DATA EXCERPTS |
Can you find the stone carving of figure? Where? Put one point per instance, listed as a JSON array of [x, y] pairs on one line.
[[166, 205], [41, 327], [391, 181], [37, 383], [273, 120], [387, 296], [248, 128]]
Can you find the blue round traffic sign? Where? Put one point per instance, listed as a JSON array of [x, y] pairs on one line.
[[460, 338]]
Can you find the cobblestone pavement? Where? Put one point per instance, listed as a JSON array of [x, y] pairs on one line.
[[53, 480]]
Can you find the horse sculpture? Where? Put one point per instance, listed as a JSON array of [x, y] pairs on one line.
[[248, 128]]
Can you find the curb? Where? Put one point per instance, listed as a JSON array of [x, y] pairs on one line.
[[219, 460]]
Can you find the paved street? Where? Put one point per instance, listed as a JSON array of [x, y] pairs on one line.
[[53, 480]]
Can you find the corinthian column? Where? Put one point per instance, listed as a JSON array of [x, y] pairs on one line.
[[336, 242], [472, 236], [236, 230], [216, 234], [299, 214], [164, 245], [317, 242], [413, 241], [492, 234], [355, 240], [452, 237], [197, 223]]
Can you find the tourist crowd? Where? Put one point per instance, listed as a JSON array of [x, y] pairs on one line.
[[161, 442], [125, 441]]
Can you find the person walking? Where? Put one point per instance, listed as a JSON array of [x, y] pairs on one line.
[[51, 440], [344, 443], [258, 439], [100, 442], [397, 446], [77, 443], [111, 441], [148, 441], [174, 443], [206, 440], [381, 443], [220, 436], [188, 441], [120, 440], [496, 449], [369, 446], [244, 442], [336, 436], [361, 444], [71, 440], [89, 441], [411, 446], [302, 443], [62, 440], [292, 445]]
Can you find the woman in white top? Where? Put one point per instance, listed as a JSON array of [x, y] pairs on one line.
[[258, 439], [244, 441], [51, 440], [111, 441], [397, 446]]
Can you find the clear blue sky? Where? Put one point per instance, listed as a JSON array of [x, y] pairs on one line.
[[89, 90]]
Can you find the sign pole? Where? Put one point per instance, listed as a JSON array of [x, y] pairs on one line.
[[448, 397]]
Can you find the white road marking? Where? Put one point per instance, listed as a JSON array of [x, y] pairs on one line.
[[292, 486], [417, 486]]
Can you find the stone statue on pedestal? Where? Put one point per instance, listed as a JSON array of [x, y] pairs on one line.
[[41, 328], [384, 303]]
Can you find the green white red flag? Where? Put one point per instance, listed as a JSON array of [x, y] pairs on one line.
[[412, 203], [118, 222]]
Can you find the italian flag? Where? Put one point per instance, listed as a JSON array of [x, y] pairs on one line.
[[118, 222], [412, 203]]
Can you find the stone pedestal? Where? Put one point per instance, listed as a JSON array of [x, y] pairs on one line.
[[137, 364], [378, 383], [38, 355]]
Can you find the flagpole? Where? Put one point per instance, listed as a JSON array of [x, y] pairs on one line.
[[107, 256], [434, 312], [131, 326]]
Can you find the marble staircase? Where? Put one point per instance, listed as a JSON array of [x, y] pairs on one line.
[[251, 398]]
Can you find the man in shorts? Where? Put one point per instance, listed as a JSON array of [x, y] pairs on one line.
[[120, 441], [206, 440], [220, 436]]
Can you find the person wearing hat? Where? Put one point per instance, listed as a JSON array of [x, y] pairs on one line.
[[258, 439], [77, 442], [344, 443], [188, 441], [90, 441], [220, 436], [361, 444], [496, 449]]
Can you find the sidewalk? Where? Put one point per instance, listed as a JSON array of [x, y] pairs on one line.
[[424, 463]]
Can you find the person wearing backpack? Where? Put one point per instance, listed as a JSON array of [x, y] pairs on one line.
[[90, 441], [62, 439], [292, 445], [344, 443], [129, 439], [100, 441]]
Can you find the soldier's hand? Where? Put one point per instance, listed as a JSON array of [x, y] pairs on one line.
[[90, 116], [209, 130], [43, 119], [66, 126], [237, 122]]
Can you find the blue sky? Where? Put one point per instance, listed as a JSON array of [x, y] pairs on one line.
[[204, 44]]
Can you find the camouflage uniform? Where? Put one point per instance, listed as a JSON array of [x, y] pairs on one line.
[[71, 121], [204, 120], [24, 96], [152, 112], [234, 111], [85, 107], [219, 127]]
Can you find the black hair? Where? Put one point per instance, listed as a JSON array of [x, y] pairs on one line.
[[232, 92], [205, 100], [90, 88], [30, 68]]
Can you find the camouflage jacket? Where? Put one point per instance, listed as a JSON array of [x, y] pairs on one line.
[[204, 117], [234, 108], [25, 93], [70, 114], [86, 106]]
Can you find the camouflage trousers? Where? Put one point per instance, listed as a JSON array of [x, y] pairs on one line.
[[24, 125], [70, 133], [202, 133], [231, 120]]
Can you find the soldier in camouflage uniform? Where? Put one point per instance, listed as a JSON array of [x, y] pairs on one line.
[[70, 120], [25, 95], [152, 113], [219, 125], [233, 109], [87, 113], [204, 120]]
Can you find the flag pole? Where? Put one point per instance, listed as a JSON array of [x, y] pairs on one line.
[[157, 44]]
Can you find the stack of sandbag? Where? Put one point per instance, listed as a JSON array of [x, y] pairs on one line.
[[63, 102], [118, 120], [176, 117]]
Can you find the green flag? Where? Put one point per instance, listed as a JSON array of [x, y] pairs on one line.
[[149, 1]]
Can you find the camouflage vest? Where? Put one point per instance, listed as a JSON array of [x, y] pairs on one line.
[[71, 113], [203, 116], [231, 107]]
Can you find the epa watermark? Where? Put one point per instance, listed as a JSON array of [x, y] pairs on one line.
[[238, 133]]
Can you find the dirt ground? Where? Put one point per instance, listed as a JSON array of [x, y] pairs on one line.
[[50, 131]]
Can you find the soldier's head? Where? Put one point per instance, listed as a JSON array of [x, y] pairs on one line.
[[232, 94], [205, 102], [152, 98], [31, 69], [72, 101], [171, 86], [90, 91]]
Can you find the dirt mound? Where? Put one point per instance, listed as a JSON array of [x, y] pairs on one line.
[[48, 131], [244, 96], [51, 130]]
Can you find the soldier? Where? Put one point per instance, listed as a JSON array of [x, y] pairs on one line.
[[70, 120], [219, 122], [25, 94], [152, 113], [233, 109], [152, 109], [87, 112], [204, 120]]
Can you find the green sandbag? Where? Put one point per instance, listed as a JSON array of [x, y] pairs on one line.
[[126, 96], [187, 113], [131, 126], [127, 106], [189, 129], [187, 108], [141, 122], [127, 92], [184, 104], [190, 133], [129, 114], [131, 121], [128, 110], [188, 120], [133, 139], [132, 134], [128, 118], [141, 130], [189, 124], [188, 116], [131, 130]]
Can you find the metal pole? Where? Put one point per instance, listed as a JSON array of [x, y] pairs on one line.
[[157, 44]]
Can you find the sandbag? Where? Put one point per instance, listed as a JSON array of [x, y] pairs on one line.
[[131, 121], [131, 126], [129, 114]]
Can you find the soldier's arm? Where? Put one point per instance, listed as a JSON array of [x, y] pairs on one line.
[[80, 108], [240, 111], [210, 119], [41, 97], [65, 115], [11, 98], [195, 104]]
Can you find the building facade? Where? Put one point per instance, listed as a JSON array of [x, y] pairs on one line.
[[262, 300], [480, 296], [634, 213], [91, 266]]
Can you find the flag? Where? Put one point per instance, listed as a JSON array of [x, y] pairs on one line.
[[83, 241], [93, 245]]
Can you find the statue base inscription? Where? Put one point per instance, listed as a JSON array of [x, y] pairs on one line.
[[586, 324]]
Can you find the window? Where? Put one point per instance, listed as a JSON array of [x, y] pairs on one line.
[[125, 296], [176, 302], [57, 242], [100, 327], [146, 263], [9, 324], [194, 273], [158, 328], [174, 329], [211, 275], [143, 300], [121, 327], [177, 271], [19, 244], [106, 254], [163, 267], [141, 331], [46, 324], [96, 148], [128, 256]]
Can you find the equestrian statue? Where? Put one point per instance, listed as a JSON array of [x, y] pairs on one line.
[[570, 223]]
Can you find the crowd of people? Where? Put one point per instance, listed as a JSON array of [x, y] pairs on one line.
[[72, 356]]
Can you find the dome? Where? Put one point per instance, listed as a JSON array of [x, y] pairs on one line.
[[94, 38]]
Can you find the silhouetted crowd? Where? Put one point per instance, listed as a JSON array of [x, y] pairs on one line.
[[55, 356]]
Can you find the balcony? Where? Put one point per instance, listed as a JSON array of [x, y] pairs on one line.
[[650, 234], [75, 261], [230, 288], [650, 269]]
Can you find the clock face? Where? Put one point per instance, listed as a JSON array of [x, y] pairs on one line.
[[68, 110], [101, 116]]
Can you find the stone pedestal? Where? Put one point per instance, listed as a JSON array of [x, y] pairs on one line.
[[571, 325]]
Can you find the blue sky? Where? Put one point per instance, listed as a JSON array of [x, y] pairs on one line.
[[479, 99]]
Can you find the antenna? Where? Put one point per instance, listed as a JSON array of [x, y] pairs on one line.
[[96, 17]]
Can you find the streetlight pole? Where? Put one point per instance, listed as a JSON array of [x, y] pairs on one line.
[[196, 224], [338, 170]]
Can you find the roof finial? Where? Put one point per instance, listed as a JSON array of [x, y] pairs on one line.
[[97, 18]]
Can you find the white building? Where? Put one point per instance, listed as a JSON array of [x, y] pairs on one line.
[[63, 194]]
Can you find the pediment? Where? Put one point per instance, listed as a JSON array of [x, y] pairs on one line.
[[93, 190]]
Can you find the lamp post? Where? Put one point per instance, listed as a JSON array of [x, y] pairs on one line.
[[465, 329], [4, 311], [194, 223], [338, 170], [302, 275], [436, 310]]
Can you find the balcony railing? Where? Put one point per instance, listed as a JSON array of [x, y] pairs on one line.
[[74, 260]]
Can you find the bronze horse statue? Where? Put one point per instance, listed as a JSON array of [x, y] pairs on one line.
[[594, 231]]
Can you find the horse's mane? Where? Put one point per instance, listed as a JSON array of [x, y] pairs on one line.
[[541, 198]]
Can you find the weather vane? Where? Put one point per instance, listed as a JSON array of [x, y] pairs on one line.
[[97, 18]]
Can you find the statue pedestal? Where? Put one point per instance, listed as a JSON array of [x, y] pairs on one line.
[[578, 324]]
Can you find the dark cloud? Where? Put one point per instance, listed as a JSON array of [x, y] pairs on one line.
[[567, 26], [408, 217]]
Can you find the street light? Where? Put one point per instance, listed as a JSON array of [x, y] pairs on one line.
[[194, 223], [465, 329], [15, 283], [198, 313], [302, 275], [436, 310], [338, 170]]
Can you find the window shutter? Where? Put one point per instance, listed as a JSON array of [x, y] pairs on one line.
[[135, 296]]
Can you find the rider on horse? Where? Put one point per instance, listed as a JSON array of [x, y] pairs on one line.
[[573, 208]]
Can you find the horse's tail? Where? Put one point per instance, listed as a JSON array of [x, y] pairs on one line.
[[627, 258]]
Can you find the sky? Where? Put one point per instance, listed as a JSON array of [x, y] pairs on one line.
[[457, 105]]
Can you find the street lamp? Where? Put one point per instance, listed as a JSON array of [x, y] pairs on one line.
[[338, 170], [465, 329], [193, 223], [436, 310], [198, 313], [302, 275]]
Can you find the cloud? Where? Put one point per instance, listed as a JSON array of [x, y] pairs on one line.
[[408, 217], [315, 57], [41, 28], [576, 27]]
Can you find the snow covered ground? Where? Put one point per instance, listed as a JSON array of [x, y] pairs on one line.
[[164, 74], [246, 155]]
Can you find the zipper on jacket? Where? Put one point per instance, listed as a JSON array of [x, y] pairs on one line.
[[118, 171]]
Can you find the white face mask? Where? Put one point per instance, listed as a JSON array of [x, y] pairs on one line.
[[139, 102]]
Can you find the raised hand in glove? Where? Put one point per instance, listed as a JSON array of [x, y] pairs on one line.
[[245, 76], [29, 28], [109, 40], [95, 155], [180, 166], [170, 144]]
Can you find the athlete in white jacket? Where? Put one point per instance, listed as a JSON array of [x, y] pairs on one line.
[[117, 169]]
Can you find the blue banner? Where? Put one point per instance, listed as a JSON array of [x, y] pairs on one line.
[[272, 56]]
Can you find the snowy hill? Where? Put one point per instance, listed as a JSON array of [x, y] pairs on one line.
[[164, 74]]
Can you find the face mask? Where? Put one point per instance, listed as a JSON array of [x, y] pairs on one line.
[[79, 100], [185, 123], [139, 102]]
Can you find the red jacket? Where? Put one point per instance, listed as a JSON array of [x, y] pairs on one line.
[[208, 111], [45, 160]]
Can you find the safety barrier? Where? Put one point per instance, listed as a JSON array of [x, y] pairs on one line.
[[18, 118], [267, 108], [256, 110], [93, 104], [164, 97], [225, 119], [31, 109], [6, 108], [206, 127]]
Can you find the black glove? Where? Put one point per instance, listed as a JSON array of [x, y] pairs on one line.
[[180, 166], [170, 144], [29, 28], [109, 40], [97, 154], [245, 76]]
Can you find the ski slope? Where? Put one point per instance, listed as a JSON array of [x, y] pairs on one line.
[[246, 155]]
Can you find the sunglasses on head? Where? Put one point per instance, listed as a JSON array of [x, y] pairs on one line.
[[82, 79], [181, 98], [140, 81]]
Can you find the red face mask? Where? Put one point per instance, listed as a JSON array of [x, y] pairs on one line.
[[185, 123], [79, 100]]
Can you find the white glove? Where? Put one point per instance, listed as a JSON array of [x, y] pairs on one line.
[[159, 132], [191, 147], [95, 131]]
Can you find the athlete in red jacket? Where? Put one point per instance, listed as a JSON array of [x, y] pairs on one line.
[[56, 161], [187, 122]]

INSTRUCTIONS TO FOLLOW |
Please reproduce without changes the part of the rows that opens with the line containing "Can you find the lamp" and closes with the line containing "[[118, 171]]", including both of those lines.

RESPONSE |
Can you find the lamp post? Where? Put one point per instance, listed as a JSON array of [x, y] pairs on one line.
[[465, 329], [4, 311], [194, 223], [338, 170], [302, 275], [436, 310]]
Can you find the balcony railing? Where? Put one point per instance, listed as a JSON array of [x, y] pairs on one line.
[[74, 260]]
Can you find the bronze horse statue? Where? Put one point per instance, listed as a JSON array of [x, y] pairs on one line.
[[594, 231]]
Can you find the horse's mane? Where? Put one point per instance, listed as a JSON array of [x, y] pairs on one line.
[[541, 198]]
Can you find the weather vane? Where? Put one point per instance, listed as a JSON array of [x, y] pairs on one line.
[[97, 18]]
Can you find the statue pedestal? Where? Put one point per instance, listed as a JSON array of [x, y] pairs on one line.
[[578, 324]]
Can you find the dark cloud? Where? Put one point per instance, listed as a JSON array of [x, y] pairs on one line.
[[567, 26], [408, 217]]
Can you find the street light? Where? Put one point per instance, listed as a JSON array of [x, y] pairs on one line.
[[194, 223], [465, 329], [15, 283], [198, 313], [302, 275], [436, 310], [338, 170]]
Can you find the window shutter? Where? Put one point per instance, listed as a JSON array of [x, y] pairs on one line.
[[135, 296]]
Can you find the rider on horse? Where? Put one point per instance, listed as a JSON array of [x, y] pairs on one line.
[[573, 208]]
Can you find the horse's tail? Where? Put one point per instance, listed as a JSON array of [x, y] pairs on one line.
[[627, 258]]
Can you find the sky? Where? Put one point per instance, listed as a JSON array of [x, y] pairs on one line.
[[457, 105]]
Can you find the street lamp? Where? Put one point per instance, listed as a JSON array of [x, y] pairs on one line.
[[338, 170], [465, 329], [193, 223], [436, 310], [198, 313], [302, 275]]
Can you find the cloud? Where? Put one point per instance, listed as a JSON array of [x, y] pairs on one line.
[[408, 217], [315, 57], [41, 28], [576, 27]]
Can you find the snow covered ground? Where? Put one point per instance, listed as a JSON array of [x, y] pairs on one line.
[[164, 74], [246, 155]]
Can you find the zipper on jacket? Where? Put one point per instance, listed as a JSON array of [x, y] pairs on one line.
[[118, 171]]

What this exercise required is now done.